EXERCISE:
Of the lines in the data below, count the ones holding the string "pixel", and answer with that number only.

DATA EXTRACT:
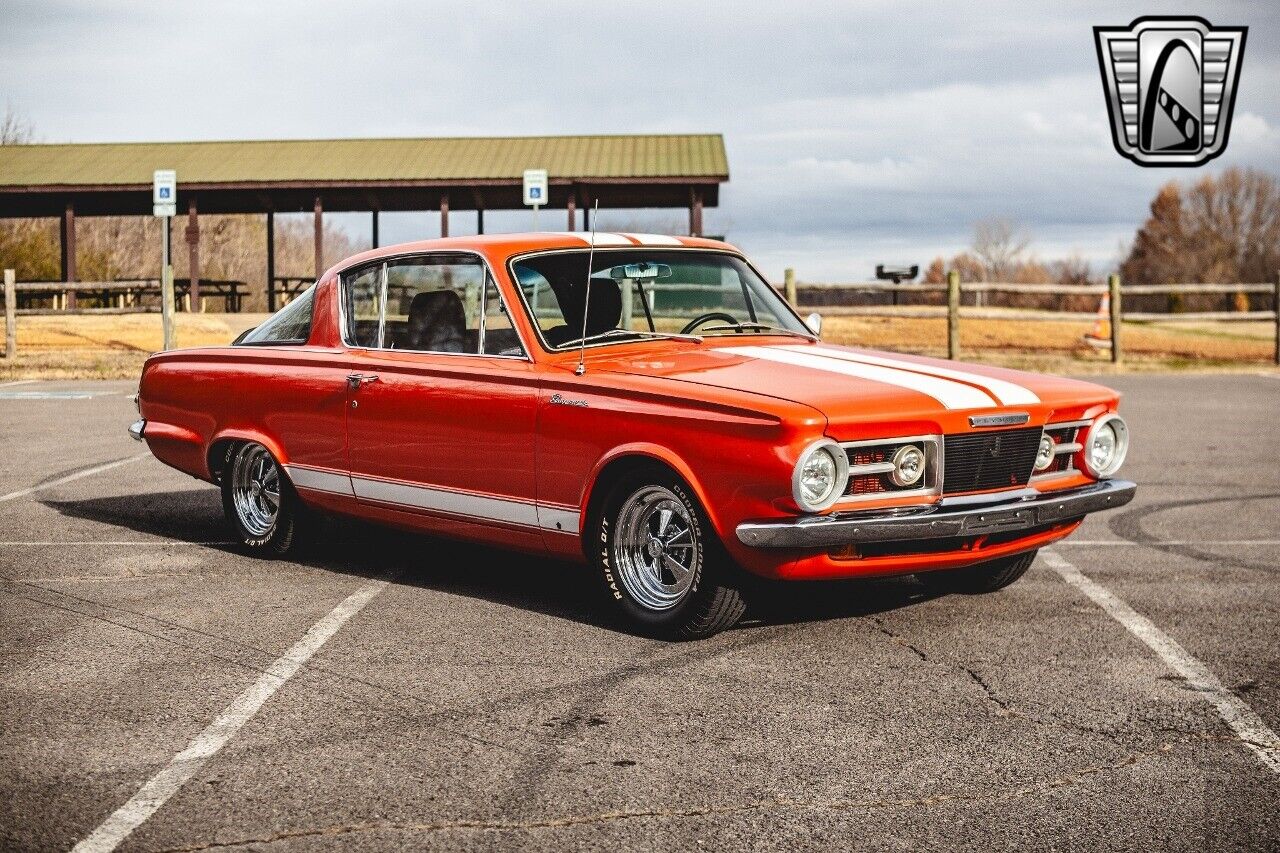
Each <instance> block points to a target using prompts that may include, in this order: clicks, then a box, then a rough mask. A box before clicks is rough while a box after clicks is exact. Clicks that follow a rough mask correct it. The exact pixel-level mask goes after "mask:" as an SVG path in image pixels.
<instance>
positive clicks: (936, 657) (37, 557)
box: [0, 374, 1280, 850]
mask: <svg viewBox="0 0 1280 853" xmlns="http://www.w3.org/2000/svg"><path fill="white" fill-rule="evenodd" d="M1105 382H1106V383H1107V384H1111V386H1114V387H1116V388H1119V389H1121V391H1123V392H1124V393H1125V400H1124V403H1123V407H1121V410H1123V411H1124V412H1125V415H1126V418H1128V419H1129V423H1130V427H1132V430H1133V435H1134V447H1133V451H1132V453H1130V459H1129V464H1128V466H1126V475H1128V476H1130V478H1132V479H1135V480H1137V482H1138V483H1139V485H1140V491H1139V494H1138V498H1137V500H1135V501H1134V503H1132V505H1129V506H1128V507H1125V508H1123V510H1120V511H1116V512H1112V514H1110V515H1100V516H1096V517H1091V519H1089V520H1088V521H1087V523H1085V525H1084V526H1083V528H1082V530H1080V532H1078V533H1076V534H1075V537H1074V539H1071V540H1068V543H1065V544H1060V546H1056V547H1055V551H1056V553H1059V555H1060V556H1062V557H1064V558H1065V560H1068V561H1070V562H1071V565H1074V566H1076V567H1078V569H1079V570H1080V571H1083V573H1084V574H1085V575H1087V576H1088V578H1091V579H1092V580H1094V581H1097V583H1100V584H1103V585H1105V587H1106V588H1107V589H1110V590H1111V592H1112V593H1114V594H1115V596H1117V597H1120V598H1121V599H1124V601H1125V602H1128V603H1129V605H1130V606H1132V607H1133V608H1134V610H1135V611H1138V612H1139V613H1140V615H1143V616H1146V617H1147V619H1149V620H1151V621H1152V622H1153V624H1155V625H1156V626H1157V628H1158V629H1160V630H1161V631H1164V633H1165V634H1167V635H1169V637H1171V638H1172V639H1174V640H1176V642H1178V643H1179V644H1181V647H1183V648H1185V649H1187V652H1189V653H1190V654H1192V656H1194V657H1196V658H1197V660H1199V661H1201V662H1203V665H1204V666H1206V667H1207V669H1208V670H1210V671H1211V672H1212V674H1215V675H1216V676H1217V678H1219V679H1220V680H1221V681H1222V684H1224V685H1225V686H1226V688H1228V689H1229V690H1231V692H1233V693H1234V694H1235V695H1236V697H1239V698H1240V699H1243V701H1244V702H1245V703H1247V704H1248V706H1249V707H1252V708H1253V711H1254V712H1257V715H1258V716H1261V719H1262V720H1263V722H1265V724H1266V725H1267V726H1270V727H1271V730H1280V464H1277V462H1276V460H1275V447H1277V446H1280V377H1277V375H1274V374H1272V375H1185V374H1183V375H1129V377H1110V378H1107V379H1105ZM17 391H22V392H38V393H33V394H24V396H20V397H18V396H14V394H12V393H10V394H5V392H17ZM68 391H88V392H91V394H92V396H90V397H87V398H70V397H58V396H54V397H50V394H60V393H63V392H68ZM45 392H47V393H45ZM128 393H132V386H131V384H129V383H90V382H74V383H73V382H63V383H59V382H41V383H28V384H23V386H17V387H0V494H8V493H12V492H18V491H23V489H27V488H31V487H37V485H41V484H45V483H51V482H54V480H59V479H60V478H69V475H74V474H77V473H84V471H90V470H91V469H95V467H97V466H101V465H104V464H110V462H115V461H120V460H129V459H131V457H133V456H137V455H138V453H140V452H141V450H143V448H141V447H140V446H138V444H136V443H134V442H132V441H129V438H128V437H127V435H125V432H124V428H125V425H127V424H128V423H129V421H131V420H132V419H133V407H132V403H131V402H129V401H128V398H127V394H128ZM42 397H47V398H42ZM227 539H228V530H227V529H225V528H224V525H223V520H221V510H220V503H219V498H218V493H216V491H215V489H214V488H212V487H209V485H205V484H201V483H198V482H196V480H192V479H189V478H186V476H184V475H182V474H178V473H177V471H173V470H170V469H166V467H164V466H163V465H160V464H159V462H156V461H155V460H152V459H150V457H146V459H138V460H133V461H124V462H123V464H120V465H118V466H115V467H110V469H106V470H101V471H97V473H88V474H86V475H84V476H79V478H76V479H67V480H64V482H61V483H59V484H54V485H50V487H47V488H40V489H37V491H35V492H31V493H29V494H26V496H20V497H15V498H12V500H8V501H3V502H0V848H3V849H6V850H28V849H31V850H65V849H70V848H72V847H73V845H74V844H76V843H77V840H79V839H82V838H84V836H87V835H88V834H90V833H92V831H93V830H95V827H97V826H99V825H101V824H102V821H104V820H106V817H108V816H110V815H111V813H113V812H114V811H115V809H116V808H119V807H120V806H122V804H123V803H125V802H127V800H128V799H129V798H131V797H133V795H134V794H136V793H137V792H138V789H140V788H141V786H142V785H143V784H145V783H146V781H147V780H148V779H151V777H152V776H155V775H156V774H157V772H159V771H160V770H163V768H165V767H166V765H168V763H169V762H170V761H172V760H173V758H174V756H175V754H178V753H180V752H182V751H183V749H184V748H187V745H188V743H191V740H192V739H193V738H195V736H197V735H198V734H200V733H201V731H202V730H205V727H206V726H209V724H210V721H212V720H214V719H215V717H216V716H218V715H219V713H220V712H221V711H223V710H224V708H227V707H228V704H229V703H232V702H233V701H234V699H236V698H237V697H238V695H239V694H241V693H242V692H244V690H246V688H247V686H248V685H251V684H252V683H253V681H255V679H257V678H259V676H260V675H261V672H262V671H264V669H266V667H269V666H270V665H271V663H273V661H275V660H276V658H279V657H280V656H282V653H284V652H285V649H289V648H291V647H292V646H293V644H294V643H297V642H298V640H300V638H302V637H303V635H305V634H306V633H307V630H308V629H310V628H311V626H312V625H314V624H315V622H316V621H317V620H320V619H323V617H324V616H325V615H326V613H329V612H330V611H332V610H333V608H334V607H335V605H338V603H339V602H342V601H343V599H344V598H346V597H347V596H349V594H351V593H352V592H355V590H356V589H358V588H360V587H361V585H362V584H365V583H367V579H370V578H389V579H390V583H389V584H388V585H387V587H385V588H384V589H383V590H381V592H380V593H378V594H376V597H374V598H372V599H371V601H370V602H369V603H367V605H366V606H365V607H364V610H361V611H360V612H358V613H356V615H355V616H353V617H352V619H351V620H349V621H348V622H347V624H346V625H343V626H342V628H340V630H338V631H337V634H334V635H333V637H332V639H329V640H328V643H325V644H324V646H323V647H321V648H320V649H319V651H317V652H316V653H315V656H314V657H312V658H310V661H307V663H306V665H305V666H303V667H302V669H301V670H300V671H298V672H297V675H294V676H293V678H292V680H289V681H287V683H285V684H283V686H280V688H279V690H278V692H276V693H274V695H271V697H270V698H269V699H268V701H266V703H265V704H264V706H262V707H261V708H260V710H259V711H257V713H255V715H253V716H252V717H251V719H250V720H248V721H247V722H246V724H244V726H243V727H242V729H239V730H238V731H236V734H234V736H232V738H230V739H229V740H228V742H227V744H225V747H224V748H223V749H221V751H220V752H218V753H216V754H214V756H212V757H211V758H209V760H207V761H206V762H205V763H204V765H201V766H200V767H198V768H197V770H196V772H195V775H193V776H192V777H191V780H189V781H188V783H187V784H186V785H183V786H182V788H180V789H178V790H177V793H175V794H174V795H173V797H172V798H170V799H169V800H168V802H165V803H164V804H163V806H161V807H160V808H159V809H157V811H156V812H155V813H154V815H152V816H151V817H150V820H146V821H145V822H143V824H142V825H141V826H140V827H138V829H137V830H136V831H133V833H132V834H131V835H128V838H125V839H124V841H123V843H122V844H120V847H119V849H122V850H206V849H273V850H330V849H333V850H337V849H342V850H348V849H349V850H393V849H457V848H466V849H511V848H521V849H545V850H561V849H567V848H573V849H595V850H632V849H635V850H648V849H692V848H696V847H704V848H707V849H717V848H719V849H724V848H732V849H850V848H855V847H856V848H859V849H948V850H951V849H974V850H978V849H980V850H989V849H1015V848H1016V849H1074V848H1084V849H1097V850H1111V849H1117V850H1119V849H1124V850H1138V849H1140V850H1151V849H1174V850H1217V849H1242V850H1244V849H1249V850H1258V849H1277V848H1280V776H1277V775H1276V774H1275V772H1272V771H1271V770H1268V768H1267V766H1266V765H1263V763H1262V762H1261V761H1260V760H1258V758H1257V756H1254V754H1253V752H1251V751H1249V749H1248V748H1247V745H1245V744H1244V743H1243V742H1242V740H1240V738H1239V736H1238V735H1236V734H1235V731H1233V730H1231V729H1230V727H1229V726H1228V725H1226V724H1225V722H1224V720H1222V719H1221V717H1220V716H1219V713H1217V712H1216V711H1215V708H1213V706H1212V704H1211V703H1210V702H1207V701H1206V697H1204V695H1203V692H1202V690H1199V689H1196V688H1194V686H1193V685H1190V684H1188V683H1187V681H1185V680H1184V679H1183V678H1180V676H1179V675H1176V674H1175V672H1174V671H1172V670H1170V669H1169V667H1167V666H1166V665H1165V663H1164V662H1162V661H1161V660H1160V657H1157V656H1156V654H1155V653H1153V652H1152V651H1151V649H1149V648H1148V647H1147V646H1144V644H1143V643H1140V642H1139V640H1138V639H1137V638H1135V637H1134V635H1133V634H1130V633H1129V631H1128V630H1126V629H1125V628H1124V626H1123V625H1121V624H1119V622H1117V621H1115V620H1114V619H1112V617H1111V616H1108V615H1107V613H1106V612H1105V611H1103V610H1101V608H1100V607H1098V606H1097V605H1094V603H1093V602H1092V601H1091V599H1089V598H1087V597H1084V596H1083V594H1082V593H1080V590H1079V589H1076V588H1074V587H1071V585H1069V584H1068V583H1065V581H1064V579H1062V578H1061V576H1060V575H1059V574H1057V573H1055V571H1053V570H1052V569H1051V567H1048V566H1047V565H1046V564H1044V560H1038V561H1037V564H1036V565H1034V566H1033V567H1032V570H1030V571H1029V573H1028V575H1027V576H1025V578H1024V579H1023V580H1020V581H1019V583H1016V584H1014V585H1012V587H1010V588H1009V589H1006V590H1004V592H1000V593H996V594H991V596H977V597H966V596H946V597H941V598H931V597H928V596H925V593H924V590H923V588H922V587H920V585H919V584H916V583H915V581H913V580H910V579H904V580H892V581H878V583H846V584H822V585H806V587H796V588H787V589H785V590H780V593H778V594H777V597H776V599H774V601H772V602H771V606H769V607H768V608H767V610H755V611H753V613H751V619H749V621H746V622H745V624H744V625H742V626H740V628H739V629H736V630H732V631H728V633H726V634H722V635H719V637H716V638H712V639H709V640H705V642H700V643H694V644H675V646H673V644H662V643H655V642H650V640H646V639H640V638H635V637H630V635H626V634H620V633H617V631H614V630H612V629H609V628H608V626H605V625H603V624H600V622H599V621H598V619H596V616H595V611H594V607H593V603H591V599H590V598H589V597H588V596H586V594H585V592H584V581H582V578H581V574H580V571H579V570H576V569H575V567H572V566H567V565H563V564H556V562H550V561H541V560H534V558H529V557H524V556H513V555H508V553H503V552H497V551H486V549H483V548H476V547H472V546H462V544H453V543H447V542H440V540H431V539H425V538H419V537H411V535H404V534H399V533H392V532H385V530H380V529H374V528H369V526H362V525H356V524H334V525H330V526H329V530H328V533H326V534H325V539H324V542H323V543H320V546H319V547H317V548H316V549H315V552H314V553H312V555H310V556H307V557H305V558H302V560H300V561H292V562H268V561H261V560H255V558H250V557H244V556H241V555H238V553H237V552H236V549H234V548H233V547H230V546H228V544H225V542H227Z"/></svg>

* * *

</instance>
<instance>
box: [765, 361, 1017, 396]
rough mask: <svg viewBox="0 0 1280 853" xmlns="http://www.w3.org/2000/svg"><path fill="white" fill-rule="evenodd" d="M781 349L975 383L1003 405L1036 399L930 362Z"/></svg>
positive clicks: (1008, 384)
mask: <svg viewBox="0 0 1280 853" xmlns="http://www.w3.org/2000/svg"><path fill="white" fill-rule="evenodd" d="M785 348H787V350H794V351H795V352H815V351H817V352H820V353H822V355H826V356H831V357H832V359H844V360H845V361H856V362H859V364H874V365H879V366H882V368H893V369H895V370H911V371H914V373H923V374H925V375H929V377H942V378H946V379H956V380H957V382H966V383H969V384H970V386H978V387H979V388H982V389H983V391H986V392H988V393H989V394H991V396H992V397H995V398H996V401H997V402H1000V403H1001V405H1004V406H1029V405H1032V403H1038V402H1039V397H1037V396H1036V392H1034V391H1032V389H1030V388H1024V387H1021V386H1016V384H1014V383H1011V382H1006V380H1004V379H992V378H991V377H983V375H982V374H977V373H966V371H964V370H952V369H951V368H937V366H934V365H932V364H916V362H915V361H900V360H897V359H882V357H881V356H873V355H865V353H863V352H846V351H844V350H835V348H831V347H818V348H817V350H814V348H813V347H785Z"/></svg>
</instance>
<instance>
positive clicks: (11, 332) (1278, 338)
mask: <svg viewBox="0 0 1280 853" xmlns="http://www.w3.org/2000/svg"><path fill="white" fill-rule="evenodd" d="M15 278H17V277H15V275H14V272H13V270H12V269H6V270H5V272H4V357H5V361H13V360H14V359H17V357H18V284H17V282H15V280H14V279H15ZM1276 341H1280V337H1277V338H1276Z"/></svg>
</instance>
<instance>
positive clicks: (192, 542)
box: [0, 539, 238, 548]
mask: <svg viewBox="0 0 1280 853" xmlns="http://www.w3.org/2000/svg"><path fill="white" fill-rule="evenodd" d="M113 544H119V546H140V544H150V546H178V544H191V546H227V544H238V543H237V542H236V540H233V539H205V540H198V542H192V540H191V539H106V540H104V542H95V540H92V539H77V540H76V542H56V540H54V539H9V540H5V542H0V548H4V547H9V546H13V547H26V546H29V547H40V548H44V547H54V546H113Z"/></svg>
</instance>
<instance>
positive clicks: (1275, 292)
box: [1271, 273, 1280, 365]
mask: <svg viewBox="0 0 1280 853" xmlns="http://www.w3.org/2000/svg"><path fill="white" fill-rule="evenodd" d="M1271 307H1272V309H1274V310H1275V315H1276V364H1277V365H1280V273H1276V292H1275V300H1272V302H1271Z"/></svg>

* * *

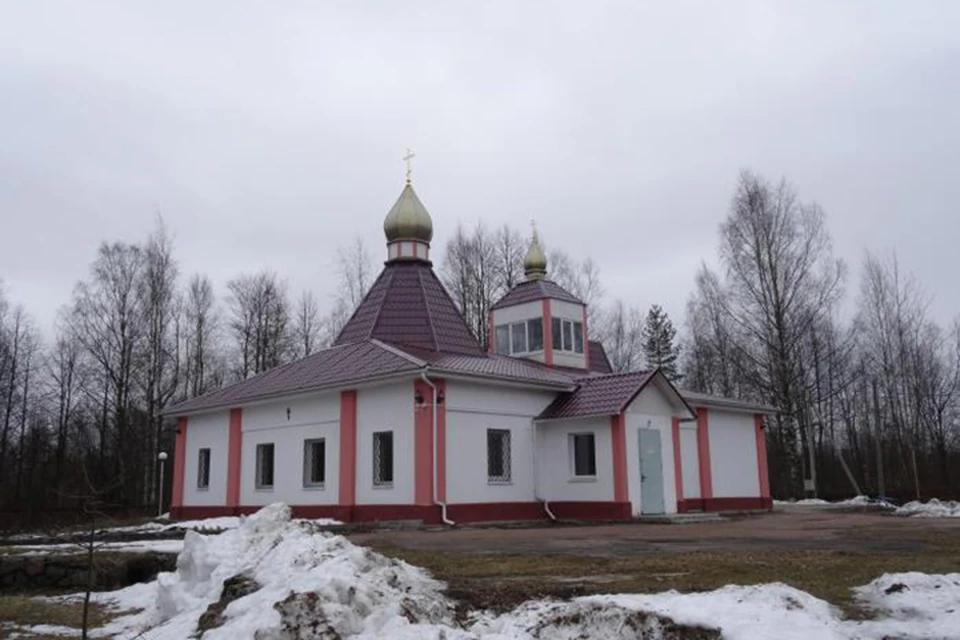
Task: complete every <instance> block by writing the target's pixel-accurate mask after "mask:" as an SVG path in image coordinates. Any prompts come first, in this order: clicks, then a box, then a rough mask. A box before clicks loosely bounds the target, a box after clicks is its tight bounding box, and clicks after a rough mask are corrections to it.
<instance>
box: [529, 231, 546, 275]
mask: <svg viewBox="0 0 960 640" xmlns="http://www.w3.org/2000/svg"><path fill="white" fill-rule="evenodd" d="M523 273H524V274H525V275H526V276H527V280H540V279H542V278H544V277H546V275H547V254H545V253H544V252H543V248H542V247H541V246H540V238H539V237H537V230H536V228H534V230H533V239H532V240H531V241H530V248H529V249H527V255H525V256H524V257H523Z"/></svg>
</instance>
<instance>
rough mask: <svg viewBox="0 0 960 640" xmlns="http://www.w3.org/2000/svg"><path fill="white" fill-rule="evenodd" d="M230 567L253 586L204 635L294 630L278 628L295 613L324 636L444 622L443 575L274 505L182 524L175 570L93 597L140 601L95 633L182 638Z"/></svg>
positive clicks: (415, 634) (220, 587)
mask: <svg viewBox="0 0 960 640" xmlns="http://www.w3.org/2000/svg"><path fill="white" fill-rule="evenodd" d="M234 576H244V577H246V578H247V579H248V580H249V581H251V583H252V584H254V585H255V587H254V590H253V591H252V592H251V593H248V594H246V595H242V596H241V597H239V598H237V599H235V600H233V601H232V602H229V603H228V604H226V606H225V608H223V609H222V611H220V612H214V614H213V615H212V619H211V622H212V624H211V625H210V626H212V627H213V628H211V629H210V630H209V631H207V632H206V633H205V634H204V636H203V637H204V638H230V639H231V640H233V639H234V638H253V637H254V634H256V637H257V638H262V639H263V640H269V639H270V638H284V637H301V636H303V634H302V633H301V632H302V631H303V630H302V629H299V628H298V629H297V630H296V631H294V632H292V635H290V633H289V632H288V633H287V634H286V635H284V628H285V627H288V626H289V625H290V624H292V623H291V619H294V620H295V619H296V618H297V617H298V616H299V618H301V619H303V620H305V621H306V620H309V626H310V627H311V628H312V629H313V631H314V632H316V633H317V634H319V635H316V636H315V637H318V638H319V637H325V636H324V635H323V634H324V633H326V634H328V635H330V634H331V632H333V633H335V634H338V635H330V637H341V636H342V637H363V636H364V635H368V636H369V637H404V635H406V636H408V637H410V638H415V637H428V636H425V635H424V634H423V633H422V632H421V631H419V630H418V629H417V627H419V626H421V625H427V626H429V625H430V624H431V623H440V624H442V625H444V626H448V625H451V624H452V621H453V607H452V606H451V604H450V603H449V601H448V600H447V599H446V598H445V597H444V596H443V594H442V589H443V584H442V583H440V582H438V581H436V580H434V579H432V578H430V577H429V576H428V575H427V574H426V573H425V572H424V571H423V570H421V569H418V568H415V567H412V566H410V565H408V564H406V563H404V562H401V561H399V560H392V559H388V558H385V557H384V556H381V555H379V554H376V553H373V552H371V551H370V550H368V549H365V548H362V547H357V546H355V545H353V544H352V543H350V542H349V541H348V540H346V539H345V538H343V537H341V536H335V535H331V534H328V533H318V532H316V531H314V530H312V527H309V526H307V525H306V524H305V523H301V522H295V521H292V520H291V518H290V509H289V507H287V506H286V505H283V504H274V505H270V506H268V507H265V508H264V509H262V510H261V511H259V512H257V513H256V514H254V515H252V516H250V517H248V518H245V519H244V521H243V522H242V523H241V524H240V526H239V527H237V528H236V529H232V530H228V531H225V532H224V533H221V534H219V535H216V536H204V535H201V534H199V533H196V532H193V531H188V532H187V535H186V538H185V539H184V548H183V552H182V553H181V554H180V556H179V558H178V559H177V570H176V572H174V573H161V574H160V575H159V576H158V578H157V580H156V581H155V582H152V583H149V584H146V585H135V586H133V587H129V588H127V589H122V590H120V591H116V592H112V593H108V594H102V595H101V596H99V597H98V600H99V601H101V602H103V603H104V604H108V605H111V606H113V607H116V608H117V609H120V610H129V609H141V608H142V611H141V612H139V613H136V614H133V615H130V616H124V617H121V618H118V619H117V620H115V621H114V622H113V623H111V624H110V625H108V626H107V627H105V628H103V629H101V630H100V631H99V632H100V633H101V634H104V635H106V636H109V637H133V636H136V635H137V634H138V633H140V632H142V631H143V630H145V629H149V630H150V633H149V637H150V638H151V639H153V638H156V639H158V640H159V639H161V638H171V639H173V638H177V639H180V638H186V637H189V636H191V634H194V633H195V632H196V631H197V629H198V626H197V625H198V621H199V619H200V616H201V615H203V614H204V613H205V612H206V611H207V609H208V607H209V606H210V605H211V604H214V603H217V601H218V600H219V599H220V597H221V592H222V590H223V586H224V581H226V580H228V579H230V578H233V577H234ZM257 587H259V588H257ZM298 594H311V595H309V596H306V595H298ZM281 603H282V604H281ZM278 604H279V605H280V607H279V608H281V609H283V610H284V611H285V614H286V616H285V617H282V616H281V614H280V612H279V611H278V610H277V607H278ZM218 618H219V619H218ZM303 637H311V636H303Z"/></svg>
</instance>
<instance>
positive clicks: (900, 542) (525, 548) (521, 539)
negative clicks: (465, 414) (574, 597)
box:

YOUR RESPONSE:
2